-- Raw data follows --

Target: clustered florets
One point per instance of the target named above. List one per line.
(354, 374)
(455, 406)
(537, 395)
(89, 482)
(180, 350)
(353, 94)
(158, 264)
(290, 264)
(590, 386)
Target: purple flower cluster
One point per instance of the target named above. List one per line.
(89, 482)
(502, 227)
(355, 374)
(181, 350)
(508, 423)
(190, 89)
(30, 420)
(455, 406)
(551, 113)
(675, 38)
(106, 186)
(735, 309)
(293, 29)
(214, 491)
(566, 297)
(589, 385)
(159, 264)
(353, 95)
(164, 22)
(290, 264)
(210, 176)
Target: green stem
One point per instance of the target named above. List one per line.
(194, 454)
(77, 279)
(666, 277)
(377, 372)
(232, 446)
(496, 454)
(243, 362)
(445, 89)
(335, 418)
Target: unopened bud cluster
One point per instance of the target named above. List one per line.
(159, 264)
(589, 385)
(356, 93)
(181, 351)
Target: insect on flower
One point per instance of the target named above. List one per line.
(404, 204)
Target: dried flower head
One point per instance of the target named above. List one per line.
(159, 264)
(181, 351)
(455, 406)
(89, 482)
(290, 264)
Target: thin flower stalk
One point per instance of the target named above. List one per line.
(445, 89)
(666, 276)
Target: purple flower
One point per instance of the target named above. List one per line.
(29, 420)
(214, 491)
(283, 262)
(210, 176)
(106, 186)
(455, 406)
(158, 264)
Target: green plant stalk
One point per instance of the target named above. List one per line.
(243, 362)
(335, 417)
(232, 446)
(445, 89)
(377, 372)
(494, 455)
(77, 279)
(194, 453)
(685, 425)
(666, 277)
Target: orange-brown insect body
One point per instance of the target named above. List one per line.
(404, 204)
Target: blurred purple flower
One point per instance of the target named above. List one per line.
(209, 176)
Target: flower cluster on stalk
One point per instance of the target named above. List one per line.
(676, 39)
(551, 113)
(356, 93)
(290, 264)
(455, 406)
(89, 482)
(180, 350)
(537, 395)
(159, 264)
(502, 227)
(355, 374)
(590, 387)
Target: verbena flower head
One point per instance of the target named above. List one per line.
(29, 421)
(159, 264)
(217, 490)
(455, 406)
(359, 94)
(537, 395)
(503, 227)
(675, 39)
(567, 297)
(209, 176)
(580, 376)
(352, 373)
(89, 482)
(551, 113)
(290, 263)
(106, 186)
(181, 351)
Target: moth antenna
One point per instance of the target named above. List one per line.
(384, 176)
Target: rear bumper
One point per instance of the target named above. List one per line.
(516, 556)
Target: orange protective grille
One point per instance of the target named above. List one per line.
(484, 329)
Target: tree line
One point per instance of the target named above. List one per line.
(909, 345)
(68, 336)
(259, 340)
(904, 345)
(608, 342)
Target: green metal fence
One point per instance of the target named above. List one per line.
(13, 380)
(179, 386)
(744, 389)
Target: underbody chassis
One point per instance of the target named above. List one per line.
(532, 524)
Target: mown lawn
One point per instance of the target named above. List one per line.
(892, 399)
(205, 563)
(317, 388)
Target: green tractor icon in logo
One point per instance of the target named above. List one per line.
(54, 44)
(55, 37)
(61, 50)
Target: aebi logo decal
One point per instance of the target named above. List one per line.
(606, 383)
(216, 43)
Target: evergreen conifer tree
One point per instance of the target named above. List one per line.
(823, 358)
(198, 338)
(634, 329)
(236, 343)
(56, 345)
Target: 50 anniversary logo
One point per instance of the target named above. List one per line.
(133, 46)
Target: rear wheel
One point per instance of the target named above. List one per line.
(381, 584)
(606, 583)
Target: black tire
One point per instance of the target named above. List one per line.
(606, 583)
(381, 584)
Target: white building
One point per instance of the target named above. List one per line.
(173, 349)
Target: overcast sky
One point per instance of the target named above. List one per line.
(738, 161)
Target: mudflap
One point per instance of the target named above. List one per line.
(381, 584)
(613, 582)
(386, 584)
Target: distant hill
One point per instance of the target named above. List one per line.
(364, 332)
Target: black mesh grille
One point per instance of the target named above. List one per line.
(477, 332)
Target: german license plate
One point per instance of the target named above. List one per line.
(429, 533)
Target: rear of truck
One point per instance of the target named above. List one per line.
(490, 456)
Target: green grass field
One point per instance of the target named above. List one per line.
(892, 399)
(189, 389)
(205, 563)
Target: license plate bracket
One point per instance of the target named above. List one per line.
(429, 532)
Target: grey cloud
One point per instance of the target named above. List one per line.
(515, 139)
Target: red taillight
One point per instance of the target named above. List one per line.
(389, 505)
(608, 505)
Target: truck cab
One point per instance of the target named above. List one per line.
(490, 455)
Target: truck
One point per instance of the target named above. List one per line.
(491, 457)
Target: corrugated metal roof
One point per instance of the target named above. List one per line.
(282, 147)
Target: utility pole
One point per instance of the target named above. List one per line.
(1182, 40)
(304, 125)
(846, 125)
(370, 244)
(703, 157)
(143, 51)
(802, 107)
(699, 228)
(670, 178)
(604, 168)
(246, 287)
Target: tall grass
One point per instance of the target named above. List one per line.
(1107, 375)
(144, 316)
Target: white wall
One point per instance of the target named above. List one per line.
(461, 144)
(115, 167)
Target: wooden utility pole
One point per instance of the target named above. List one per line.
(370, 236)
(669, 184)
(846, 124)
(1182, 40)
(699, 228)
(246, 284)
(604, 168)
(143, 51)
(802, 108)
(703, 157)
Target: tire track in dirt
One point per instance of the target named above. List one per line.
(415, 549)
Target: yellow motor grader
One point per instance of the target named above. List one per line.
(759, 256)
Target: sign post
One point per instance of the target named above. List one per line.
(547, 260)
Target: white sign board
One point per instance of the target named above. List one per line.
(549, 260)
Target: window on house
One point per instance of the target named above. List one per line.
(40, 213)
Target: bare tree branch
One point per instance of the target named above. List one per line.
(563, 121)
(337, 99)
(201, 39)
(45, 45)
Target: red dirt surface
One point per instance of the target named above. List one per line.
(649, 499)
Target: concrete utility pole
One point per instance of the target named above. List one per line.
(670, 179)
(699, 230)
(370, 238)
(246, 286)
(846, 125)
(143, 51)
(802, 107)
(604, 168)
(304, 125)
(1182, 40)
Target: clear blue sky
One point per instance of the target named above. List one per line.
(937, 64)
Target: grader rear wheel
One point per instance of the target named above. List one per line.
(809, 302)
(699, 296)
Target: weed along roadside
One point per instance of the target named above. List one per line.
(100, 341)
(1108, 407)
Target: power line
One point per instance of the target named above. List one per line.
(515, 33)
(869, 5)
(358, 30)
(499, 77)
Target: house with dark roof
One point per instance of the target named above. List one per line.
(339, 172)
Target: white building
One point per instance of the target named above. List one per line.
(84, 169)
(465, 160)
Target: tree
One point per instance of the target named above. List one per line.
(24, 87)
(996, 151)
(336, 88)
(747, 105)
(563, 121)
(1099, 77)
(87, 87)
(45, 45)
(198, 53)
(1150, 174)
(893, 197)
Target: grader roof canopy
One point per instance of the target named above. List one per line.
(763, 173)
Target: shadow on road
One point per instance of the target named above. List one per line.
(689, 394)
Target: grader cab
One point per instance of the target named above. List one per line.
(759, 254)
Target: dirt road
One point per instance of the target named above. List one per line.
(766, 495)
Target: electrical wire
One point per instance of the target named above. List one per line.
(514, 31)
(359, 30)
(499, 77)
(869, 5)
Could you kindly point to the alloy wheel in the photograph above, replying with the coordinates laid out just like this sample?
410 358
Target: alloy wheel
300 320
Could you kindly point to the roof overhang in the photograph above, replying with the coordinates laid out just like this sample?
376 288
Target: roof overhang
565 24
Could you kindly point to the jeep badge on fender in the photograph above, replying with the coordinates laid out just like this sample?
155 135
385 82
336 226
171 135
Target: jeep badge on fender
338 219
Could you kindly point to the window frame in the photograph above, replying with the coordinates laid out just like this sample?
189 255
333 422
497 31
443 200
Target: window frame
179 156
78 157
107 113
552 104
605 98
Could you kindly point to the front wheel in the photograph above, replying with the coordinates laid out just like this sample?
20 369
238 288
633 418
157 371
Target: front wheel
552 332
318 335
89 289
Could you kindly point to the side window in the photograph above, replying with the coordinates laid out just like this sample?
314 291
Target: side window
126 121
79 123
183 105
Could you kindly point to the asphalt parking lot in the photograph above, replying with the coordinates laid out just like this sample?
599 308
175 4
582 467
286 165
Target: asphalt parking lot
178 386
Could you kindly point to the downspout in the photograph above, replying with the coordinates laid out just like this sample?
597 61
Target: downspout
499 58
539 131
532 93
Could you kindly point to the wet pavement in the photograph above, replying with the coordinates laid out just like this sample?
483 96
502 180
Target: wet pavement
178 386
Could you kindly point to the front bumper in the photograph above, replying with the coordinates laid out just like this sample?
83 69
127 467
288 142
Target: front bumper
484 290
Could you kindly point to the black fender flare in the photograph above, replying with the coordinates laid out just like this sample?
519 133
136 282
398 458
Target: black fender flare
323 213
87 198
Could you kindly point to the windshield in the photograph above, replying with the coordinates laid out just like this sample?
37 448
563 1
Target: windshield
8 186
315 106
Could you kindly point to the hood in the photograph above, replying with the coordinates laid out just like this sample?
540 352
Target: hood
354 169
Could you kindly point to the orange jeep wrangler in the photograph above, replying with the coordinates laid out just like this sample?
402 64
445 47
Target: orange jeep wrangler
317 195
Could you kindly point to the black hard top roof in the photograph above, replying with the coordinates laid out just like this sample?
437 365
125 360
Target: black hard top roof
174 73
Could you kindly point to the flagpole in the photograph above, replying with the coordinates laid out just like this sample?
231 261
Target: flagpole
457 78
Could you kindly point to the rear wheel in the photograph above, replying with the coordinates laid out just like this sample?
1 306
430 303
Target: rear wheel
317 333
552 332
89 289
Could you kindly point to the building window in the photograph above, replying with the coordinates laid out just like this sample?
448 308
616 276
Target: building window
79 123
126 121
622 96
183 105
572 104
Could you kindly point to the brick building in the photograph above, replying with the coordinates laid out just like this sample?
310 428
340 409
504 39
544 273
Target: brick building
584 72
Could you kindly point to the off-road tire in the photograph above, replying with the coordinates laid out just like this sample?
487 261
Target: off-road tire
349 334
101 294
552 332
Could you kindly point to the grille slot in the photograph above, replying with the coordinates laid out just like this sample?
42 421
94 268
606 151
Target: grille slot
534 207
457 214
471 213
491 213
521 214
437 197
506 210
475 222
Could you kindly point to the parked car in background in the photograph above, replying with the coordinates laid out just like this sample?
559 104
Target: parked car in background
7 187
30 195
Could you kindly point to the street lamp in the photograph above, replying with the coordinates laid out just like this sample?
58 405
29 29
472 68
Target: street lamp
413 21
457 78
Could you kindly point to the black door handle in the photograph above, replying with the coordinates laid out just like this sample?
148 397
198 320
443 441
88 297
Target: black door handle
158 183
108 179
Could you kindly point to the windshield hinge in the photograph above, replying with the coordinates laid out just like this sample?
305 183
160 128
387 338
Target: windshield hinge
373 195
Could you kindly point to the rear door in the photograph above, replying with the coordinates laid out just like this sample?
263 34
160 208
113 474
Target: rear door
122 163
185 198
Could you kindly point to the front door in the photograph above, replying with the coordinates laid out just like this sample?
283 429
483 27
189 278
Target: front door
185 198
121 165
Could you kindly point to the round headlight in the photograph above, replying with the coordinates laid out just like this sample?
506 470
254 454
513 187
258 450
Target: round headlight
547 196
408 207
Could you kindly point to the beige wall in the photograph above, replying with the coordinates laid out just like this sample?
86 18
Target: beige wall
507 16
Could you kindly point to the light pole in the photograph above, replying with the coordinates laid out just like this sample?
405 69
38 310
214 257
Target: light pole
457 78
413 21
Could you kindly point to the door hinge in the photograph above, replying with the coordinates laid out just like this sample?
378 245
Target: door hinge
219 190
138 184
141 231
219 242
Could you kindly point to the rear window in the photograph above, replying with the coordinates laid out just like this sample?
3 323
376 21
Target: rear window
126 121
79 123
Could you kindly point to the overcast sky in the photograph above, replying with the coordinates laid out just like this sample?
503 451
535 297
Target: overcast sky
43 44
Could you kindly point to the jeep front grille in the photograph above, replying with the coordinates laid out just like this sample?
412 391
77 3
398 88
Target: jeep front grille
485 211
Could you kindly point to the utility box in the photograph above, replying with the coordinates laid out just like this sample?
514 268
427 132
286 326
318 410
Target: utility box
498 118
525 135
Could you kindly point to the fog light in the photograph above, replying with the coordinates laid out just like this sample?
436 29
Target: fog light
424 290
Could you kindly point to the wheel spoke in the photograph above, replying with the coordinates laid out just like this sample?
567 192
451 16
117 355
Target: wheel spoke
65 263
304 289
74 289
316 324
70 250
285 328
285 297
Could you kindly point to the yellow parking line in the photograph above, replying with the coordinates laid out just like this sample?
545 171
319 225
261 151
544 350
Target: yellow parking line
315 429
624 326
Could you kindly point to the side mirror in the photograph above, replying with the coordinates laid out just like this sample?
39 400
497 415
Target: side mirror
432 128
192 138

-- Raw data concluded --

Nothing but an exact copy of the lines from the first one above through the line holding "Target: flower cluster on stalk" should be returned.

Target: clustered florets
One point per instance of the target named above. List one per line.
(354, 374)
(455, 406)
(537, 395)
(89, 482)
(180, 350)
(353, 94)
(158, 264)
(290, 264)
(590, 386)
Target: purple flower cluster
One point per instance of the target named above. List one per line.
(89, 482)
(502, 227)
(355, 374)
(181, 350)
(508, 423)
(190, 89)
(30, 420)
(455, 406)
(551, 113)
(675, 38)
(106, 186)
(735, 309)
(293, 29)
(214, 491)
(566, 297)
(589, 385)
(159, 264)
(353, 95)
(164, 22)
(290, 264)
(210, 176)
Target: green stem
One point per instance of the target named above. List one per line.
(194, 454)
(77, 279)
(666, 277)
(377, 372)
(232, 446)
(496, 454)
(243, 362)
(445, 89)
(335, 418)
Target: unopened bud cluster
One point per instance of the target named above. List one per line.
(159, 264)
(589, 385)
(356, 93)
(181, 351)
Target: insect on flower
One point per instance of the target named above. List one per line.
(404, 204)
Target: dried flower head
One point per instance of the target named above. List one per line.
(159, 264)
(181, 351)
(455, 406)
(89, 482)
(290, 264)
Target: thin flower stalk
One point per instance of the target named above. List one per line.
(445, 89)
(666, 276)
Target: purple flower
One point per instance of the target named above. List one per line.
(29, 420)
(214, 491)
(283, 262)
(210, 176)
(106, 186)
(455, 406)
(158, 264)
Target: green plant stalk
One point per instance of the target named above. List one per line.
(243, 362)
(335, 417)
(232, 446)
(445, 89)
(377, 372)
(494, 455)
(77, 279)
(194, 453)
(685, 425)
(666, 277)
Target: orange-brown insect body
One point per instance of the target named above. List one per line.
(404, 204)
Target: blurred purple flower
One point per instance of the target named above. List one per line.
(209, 176)
Target: flower cluster on stalk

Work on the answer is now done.